-- Begin DATA LISTING --
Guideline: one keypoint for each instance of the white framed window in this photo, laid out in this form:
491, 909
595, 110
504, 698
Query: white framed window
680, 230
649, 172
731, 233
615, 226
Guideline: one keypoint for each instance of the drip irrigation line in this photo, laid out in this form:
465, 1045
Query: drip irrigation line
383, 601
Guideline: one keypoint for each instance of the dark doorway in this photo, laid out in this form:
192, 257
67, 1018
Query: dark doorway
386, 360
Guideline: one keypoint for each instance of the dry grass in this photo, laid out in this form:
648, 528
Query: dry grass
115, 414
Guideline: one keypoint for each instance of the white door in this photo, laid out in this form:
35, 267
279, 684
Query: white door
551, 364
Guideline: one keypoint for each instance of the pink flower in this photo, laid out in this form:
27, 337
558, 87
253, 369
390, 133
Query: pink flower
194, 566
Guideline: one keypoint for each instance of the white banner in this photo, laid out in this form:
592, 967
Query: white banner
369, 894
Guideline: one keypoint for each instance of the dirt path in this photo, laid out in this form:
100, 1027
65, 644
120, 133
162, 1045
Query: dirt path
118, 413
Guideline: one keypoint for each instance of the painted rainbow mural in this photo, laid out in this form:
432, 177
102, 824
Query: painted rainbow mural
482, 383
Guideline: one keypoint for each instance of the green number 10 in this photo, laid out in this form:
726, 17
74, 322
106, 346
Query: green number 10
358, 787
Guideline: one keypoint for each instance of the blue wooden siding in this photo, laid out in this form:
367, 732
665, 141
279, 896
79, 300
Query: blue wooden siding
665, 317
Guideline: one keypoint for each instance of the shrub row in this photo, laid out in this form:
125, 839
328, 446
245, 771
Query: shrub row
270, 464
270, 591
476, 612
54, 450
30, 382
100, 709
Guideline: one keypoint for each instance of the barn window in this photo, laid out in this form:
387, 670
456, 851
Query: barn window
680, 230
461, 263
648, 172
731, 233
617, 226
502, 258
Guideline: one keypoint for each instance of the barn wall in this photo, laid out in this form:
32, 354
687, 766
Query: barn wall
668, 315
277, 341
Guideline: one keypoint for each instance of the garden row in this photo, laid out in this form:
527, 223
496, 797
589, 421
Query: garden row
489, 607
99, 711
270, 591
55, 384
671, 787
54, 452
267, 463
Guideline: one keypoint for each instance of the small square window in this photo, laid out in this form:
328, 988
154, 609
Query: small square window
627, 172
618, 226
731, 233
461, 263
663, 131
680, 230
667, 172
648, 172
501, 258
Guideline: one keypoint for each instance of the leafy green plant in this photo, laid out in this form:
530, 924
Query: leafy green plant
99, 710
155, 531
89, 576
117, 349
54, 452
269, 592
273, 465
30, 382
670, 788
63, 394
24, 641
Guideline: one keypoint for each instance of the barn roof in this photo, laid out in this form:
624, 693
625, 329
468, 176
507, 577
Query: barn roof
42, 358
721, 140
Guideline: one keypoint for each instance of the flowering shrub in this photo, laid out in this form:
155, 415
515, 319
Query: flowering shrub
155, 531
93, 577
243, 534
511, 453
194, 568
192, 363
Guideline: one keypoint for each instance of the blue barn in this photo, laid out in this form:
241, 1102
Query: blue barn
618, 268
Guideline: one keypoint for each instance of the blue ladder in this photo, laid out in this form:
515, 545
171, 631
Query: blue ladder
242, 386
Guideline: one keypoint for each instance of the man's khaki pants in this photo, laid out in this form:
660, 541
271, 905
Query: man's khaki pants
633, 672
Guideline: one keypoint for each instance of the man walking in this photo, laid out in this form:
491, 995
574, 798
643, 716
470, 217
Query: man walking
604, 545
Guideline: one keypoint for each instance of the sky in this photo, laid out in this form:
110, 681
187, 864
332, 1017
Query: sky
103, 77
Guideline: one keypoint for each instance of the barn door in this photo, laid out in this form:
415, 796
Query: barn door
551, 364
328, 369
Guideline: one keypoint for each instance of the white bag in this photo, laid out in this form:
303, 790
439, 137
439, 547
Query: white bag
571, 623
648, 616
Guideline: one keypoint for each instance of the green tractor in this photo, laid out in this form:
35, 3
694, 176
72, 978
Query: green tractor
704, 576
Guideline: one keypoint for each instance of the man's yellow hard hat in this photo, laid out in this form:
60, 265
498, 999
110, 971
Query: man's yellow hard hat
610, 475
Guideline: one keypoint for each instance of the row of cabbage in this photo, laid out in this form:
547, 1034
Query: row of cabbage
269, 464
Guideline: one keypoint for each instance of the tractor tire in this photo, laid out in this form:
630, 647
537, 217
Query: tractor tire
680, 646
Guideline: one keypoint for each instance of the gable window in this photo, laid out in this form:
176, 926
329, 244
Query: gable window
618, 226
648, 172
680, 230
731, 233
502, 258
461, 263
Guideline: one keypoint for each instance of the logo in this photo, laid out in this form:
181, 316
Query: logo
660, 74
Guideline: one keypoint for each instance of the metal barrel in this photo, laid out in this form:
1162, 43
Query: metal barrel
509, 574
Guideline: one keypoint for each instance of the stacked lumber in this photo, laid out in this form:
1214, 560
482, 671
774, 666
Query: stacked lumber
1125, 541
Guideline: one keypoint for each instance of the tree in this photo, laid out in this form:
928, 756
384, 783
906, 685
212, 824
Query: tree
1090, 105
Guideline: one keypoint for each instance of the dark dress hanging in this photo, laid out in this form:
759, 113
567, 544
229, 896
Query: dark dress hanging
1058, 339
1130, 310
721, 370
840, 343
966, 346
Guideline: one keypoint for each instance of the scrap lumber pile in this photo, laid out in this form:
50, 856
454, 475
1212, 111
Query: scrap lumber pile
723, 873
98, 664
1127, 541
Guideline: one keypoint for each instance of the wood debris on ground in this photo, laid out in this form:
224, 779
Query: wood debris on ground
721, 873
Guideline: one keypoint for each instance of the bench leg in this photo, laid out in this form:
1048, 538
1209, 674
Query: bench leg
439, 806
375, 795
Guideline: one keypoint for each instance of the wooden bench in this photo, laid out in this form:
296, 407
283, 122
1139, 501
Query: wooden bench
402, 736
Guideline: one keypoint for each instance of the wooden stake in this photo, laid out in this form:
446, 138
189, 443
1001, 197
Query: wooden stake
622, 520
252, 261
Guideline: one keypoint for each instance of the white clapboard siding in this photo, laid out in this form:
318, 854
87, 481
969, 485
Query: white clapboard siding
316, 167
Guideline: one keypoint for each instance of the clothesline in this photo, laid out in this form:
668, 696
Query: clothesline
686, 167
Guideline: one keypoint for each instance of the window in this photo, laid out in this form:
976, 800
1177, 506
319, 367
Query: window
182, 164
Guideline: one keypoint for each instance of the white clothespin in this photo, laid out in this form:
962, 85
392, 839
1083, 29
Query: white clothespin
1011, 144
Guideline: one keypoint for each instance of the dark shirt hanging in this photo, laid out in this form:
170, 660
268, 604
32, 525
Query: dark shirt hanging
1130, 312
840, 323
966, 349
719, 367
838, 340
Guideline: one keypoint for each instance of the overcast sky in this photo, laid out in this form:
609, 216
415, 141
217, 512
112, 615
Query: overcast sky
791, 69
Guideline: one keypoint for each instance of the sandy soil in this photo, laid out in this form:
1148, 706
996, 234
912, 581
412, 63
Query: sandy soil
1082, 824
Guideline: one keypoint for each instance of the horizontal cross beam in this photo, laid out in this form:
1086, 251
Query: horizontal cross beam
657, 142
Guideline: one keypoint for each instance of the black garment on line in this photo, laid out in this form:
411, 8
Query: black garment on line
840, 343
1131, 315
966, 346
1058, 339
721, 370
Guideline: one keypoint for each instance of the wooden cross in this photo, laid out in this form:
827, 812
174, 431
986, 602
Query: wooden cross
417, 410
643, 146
-- End DATA LISTING --
SHORT TASK: Print the material verbatim, all of it.

TASK OUTPUT:
Guideline: one keypoint for each instance of the white framed window in this photo, laid out in this form:
491, 909
595, 110
504, 698
Query: white framed window
680, 230
649, 172
731, 233
615, 226
Guideline: one keypoint for each instance of the drip irrigation line in this photo, laid out in this form:
465, 1045
Query: drip irrigation line
383, 601
Guideline: one keypoint for each instance of the dark doorway in this photo, laid out in this form:
192, 257
67, 1018
Query: dark doorway
386, 360
Guideline: one keypoint for each instance of the dry grass in this photo, laid out in this form:
648, 528
Query: dry grass
115, 414
Guideline: one keypoint for each instance of the white door in this photo, laid out in this form:
35, 267
279, 684
Query: white door
551, 364
Guideline: one keypoint for each instance of the pink flower in this photo, laid out in this form:
27, 337
558, 87
253, 369
390, 133
Query: pink flower
194, 566
Guideline: one keypoint for each instance of the white banner in this photo, laid out in this form:
592, 967
Query: white banner
369, 894
Guideline: one keypoint for each instance of the dirt path in this photo, laid out in this form:
100, 1027
65, 644
120, 133
162, 1045
Query: dirt path
118, 413
Guideline: one keypoint for each instance of the painted rainbow mural in this photo, laid out in this form:
432, 177
102, 824
Query: painted rainbow mural
482, 383
Guideline: one keypoint for each instance of the green number 10 in this photo, laid out in this form:
726, 17
74, 322
106, 346
Query: green number 10
358, 787
Guideline: one keypoint for each instance of the blue wooden siding in this photo, laid out in this form:
367, 732
665, 141
279, 896
79, 300
Query: blue wooden siding
665, 317
Guideline: one keypoint for each instance of the shrub row in this photo, laid out in this form:
125, 839
328, 446
245, 771
Query: shrub row
270, 464
270, 591
476, 612
54, 450
30, 382
100, 709
Guideline: one keypoint for each instance of the barn window in this photo, laid out in this form:
387, 670
456, 851
Query: barn window
680, 230
461, 263
648, 172
731, 233
617, 226
502, 258
Guideline: one keypoint for each instance of the barn wall in this photo, laid out in this form:
32, 354
687, 766
Query: barn wall
668, 315
277, 341
Guideline: one keypoint for each instance of the garden row in this photo, laid out in this form:
527, 223
496, 797
589, 421
Query: garden row
489, 607
99, 711
270, 591
55, 384
671, 787
54, 452
267, 463
Guideline: one keypoint for each instance of the small square window in this photo, laid out in this form:
328, 988
154, 609
Query: small square window
627, 172
618, 226
731, 233
461, 263
663, 131
680, 230
667, 172
648, 172
501, 258
Guideline: one keypoint for each instance of the leafy green plant in this photo, laid out in this form:
530, 924
Query: leafy green plant
99, 710
155, 531
89, 576
117, 349
54, 452
269, 592
273, 465
30, 382
670, 788
63, 394
24, 641
Guideline: one keypoint for each instance of the barn roof in this photo, laid out in this form:
624, 693
625, 329
468, 176
507, 577
Query: barn roof
42, 358
721, 140
Guideline: one keypoint for each instance of the flowering shrub in this photo, laid out in this form:
155, 415
515, 319
Query: flowering shrub
155, 531
93, 577
243, 534
511, 453
194, 568
192, 363
Guideline: one keypoint for each instance of the blue barn in this photo, laid out in this form:
241, 1102
Query: blue barn
618, 268
Guideline: one keypoint for each instance of the blue ladder in this photo, laid out in this form:
515, 545
171, 631
Query: blue ladder
242, 386
Guideline: one keypoint for each instance of the man's khaki pants in this photo, laid out in this form:
660, 541
271, 905
Query: man's khaki pants
633, 672
Guideline: one keypoint for each instance of the man walking in this photo, laid out in this form:
491, 995
574, 798
643, 716
470, 217
Query: man walking
604, 545
Guideline: one keypoint for each instance of the sky in this photo, laid out in this form:
110, 681
187, 864
332, 1017
Query: sky
103, 77
Guideline: one keypoint for each instance of the barn door in this photo, laid out in this form:
415, 796
Query: barn door
551, 364
328, 369
Guideline: one keypoint for each instance of the white bag in this photo, laid out in this form:
303, 790
439, 137
439, 547
Query: white bag
571, 623
648, 616
Guideline: one keypoint for each instance of the green tractor in this photo, laid out in this form:
35, 3
694, 176
72, 978
Query: green tractor
704, 576
Guideline: one keypoint for each instance of the man's yellow hard hat in this photo, laid out in this form:
60, 265
498, 999
110, 971
Query: man's yellow hard hat
610, 475
Guideline: one keypoint for each instance of the row of cabbage in this photo, laid out in this form:
547, 1034
Query: row of cabbage
269, 464
Guideline: one keypoint for each instance of the tractor tire in this photo, laid out in this form:
630, 647
537, 217
Query: tractor tire
680, 646
Guideline: one keypoint for each instance of the gable window in this photo, laid out in this form:
176, 926
329, 244
Query: gable window
618, 226
648, 172
680, 230
731, 233
502, 258
461, 263
Guideline: one keypoint for each instance of the logo in this photo, laid out in this form:
181, 316
Query: logo
660, 74
Guideline: one keypoint for each instance of the metal barrel in this photo, laid out in this form:
1162, 43
Query: metal barrel
509, 574
Guideline: one keypoint for each instance of the stacked lumber in this photo, laid out in this form:
1214, 560
482, 671
774, 666
Query: stacked lumber
1125, 541
Guideline: one keypoint for each instance of the tree in this photo, laid out in this form:
928, 756
384, 783
906, 685
212, 824
Query: tree
1090, 105
Guideline: one keypoint for each instance of the dark dress hanging in this photo, laid out in this form:
759, 113
567, 544
229, 896
Query: dark dress hanging
1058, 339
1130, 310
721, 370
840, 343
966, 346
Guideline: one keypoint for each instance of the scrap lumber pile in this photo, laid out in this form:
50, 856
454, 475
1212, 111
Query: scrap lumber pile
723, 873
98, 664
1127, 541
Guideline: one keypoint for each instance of the wood debris on ground in this photo, laid out in this form:
224, 779
Query: wood debris on ground
721, 873
Guideline: one keypoint for each instance of the bench leg in this photo, laid out in this form:
1048, 538
1209, 674
Query: bench leg
439, 806
375, 795
Guideline: one keypoint for each instance of the wooden bench in this photo, laid out in this form:
296, 407
283, 122
1139, 501
Query: wooden bench
402, 736
Guideline: one keypoint for each instance of the wooden stake in this photo, laid out in this form:
446, 138
189, 443
1001, 197
Query: wooden stake
622, 520
252, 261
Guideline: one keypoint for each instance of the white clapboard siding in this photo, laid out in this form:
318, 854
87, 481
969, 485
Query: white clapboard siding
316, 167
Guideline: one keypoint for each instance of the clothesline in this photo, laid out in this form:
668, 696
Query: clothesline
686, 167
Guideline: one keypoint for each instance of the window in this photo, laid out in this form:
976, 800
1177, 506
319, 367
Query: window
182, 164
Guideline: one keypoint for each instance of the white clothespin in this photo, laid out in this form:
962, 85
392, 839
1083, 29
Query: white clothespin
1011, 144
Guideline: one keypoint for each instance of the dark shirt hanging in this photo, laid out in this form:
170, 660
268, 604
32, 525
Query: dark shirt hanging
1130, 312
840, 323
966, 349
719, 367
838, 340
Guideline: one keypoint for each instance of the overcast sky in this photo, laid out in this form:
609, 216
415, 141
217, 512
112, 615
Query: overcast sky
791, 69
Guideline: one keypoint for each instance of the sandy soil in this photo, laid out in this form:
1148, 706
996, 234
912, 581
412, 63
Query: sandy soil
1082, 824
Guideline: one keypoint for each instance of the horizontal cross beam in this photo, laid out in this form:
1086, 251
Query: horizontal cross beam
657, 142
Guideline: one keypoint for each instance of the black garment on line in this photo, laid out in this form:
411, 8
Query: black garment on line
840, 343
1131, 315
966, 346
1058, 339
721, 370
Guideline: one keypoint for each instance of the wooden cross in this photo, laid out in this form:
827, 812
174, 431
986, 602
Query: wooden cross
417, 410
643, 146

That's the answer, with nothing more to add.